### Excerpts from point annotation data

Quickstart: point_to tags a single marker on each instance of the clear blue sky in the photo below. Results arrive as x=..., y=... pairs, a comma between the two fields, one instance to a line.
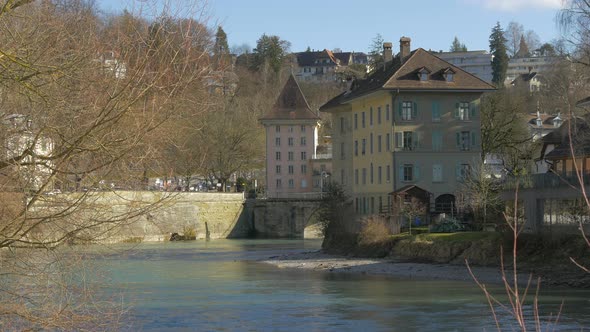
x=352, y=24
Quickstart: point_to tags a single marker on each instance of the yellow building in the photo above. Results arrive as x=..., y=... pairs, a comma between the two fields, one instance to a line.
x=413, y=123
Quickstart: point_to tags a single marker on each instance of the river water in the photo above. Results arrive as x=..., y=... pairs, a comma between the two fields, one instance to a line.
x=220, y=286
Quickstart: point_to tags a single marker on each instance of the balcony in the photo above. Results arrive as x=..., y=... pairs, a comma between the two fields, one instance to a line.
x=546, y=181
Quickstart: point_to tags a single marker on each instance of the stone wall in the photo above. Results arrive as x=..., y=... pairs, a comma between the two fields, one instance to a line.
x=154, y=216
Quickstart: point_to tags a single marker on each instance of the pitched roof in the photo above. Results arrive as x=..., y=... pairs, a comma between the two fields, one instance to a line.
x=404, y=76
x=291, y=104
x=580, y=138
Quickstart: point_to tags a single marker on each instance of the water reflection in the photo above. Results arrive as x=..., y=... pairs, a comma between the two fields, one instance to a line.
x=218, y=285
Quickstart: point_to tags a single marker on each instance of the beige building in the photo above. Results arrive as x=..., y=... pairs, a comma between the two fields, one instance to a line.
x=414, y=123
x=291, y=140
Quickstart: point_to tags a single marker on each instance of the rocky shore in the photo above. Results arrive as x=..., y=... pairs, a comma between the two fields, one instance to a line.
x=318, y=261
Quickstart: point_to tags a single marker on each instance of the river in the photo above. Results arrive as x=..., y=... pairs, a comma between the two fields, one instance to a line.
x=220, y=285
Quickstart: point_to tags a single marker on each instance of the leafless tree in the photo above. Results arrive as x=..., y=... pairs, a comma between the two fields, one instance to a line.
x=83, y=100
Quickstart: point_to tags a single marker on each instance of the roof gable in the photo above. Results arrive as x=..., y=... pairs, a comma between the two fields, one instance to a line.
x=291, y=104
x=405, y=77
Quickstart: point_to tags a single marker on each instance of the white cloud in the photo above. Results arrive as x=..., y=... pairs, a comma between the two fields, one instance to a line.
x=514, y=5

### DESCRIPTION OF THE TASK
Please quote every one of the records above word for word, leaving the pictures out.

### REPLY TO THE EXERCISE
Quickstart: point_to tags a single marker on each instance of the clear blue sky in the photo below. Results arrive as x=..., y=... pairs, a comma between the two fields, one instance to a line.
x=352, y=24
Quickstart: point_to tags a single marker on each instance of the yellow building in the photo above. Results arrive as x=..., y=... pairs, a comma between the two fields, one instance to a line.
x=413, y=123
Quickstart: point_to tags a single marker on each instance of the river water in the photo above. Results arrive as x=..., y=... pairs, a comma between the two fields, one instance to a line.
x=220, y=286
Quickstart: point_to tags a single marker on each instance of the balcony in the photo above. Results arrive as x=..., y=... pairs, a comma between the two fields, one instance to a line.
x=546, y=181
Quickstart: point_to tags a single marker on each instance of the stone wall in the photo above. Results arrive as x=..., y=... pairs, a comma between the two fields, one instance to a line.
x=154, y=216
Quickstart: point_to tags a single marker on each instance of the pitched roof in the photo above. Results arrive as x=..., y=... pairs, a comma between the two fields, one instance to a line.
x=404, y=76
x=291, y=104
x=580, y=138
Quickstart: point_to tags a single marker on each instance of the water reflection in the photo above. Results arrive as x=..., y=... pairs, a comma between the two fields, one instance to a line.
x=218, y=285
Quickstart: point_to tags a single marker on each instance of the beige building in the photo above. Results arrive as x=..., y=... pairs, a comma between the two fields, one instance to a line.
x=414, y=123
x=291, y=140
Quickstart: point_to tags a single marker on each instance of the rocky shore in the photo above. Results arrive as x=..., y=... pairs, a comma between the two fields, one instance to a line.
x=318, y=261
Quickstart: point_to tags a single marker on each instance of the river in the photo above. Results arrive as x=..., y=... pairs, a comma between the two fields, one instance to a line.
x=220, y=285
Quickstart: point_to tags a single marker on each instance of the leafless tree in the photo above. Results arrive as x=..., y=... pairs, a comma between the two fields, one instance to a line.
x=83, y=100
Quickstart: point_to tags a single marker on each instance of the roof gable in the photo above. Results arrive as x=..., y=... pairs, a comma between the two fields, one instance to a line.
x=291, y=104
x=405, y=77
Quickstart: point_to tags a single marker on each instance of the white cloud in the photo above. Results arrive as x=..., y=... pairs, a comma between the two fields, one instance to a line.
x=514, y=5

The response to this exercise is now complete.